◆ Your goal
Your output is the line containing "Expected output: for each instance of the mammatus" plus all lines after it to the end of the records, reproduced exactly, with nothing else.
┌────────
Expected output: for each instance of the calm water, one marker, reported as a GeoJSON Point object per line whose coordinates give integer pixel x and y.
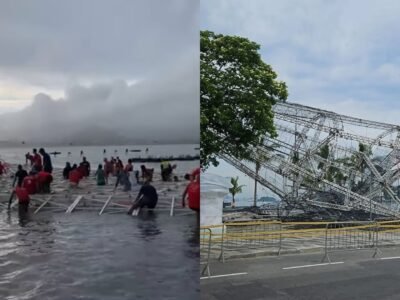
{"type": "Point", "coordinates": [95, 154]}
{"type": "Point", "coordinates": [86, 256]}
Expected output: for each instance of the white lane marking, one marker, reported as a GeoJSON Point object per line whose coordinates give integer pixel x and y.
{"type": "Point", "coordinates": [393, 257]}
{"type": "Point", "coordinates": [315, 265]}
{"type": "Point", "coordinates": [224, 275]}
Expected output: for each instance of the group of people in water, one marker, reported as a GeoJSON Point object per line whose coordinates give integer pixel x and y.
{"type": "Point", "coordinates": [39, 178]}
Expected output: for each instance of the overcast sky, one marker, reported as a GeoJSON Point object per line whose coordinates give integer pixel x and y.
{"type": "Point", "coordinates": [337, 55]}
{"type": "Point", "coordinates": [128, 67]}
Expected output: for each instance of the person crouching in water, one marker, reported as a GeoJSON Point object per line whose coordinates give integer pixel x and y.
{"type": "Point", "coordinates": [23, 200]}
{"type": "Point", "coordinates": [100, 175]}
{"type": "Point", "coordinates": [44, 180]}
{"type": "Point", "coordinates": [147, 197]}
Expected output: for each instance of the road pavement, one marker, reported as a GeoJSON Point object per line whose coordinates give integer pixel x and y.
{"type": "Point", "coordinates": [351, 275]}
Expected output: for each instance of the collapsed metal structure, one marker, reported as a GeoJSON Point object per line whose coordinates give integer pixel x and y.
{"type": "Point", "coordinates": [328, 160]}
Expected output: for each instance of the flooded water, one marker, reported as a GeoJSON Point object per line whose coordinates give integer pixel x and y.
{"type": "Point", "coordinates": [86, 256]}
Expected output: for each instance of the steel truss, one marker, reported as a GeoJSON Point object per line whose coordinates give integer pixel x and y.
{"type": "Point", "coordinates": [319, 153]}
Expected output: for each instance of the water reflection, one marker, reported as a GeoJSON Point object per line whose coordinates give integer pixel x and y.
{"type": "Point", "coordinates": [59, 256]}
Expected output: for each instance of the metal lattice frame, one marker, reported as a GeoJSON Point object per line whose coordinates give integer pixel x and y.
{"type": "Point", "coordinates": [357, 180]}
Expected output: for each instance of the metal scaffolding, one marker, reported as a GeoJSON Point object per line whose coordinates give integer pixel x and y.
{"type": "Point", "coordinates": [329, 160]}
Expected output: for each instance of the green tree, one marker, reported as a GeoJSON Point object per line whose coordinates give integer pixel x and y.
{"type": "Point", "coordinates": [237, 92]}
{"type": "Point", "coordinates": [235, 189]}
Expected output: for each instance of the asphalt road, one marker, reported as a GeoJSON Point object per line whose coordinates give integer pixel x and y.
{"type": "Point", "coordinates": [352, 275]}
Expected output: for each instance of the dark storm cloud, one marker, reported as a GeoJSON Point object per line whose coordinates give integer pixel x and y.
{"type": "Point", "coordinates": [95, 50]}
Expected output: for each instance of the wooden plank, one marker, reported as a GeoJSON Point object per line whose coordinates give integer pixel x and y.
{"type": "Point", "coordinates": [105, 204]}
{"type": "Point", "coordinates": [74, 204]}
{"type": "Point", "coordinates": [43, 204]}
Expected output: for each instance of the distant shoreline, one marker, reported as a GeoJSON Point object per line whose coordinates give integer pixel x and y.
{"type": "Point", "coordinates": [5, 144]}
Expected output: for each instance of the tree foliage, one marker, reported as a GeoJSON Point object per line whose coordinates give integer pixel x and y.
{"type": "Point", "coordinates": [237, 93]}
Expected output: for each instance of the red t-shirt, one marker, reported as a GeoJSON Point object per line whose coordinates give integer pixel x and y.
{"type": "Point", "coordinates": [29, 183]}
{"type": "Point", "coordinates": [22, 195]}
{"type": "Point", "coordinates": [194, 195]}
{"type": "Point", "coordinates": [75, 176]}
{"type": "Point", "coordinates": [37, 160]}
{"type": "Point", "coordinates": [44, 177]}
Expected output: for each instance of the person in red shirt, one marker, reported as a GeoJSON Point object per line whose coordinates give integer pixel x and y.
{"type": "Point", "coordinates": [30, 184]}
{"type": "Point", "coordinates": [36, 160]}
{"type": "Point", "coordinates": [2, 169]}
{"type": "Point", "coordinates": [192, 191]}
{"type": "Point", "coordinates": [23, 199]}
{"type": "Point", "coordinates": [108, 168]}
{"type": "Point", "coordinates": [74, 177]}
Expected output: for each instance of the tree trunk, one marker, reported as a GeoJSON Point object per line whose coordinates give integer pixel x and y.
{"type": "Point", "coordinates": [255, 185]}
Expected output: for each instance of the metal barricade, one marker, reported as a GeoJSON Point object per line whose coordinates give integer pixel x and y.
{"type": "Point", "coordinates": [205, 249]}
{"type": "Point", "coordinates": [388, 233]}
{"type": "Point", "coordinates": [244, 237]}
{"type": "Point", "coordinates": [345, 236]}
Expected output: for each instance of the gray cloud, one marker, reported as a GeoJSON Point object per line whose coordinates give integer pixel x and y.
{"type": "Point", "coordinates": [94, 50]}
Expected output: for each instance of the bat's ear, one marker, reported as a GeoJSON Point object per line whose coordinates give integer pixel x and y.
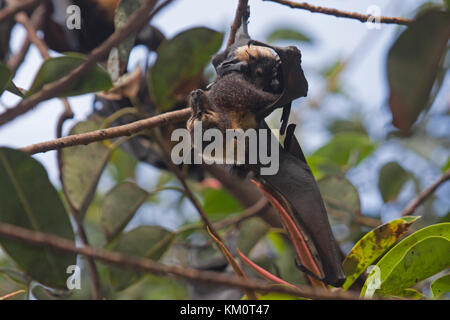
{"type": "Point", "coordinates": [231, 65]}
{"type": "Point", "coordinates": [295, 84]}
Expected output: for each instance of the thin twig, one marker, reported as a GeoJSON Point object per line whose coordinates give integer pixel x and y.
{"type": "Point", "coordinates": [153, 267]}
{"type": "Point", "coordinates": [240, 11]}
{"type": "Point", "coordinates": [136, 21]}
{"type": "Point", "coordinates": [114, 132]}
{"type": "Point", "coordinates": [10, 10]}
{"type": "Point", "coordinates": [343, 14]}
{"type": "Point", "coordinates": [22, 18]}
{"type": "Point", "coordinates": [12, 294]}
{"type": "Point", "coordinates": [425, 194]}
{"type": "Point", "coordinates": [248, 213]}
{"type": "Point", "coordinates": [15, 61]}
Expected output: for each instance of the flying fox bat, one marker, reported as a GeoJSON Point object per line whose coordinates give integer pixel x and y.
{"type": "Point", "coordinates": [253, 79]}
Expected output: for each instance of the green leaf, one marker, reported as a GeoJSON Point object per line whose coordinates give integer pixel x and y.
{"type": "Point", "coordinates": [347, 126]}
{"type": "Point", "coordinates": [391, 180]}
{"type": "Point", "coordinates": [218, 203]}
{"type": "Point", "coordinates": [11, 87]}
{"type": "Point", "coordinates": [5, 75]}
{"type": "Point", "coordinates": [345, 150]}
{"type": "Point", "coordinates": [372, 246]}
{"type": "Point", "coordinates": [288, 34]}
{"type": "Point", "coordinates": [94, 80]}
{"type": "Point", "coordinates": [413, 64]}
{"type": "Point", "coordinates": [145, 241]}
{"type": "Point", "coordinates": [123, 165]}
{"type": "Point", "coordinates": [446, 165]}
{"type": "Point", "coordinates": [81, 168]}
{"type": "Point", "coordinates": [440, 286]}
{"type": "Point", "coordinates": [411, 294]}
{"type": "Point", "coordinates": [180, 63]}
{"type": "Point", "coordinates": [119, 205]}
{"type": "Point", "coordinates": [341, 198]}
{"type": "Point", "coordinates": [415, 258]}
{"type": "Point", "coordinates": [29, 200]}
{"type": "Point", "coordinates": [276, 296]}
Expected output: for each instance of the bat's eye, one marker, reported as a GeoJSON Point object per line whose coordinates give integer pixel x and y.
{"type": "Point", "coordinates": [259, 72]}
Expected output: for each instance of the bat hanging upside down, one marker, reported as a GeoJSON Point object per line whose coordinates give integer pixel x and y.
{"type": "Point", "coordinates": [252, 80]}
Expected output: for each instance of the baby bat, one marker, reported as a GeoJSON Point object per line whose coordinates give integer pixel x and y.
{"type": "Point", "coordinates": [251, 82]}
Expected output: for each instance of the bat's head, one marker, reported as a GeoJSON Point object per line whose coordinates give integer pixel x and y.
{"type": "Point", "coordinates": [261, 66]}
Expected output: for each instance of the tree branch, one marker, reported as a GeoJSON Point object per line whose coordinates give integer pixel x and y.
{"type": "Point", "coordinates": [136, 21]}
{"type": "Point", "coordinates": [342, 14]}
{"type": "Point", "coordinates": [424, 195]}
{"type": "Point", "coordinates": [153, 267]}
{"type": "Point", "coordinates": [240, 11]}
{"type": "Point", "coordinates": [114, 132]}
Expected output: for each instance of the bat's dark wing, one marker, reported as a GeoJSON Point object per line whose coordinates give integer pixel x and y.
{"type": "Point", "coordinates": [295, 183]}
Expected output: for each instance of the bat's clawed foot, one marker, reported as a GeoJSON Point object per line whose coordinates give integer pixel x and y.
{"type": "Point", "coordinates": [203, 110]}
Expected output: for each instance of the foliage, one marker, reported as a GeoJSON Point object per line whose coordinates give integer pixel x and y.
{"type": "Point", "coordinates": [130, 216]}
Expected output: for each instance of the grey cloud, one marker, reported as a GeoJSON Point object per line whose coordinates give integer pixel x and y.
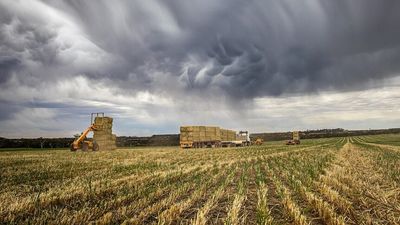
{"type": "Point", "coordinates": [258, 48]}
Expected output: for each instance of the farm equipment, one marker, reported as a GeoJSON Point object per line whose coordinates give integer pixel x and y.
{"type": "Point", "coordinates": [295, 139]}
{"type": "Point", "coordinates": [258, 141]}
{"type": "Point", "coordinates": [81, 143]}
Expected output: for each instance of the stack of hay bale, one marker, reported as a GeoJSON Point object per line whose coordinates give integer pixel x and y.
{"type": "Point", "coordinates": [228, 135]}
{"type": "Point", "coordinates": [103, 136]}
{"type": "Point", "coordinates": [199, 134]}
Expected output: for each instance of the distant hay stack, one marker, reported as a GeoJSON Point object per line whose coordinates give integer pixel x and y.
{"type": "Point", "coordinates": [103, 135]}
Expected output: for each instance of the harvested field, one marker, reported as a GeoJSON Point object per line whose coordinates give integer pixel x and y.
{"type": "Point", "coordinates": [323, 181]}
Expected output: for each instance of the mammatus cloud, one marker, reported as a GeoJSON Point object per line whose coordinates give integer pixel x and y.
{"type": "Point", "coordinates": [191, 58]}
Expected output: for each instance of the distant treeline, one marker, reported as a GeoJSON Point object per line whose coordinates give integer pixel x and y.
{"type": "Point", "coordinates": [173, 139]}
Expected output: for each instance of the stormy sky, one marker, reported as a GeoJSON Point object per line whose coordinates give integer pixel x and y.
└────────
◆ Answer below
Expected output: for each instance of the mammatus cloud, one marker, reported as a GeoJSON Point object per line whose coordinates give integer pixel x and y.
{"type": "Point", "coordinates": [191, 58]}
Expected output: for each instance of the distant treeline, one marker, reported as a GeoJSON Point object per line whose coordinates give integer pixel x and y.
{"type": "Point", "coordinates": [173, 139]}
Expected output: for each instance of the stormy sky, one marker, reported as a GeoJSON Point object per line whose coordinates give integer pixel x and y.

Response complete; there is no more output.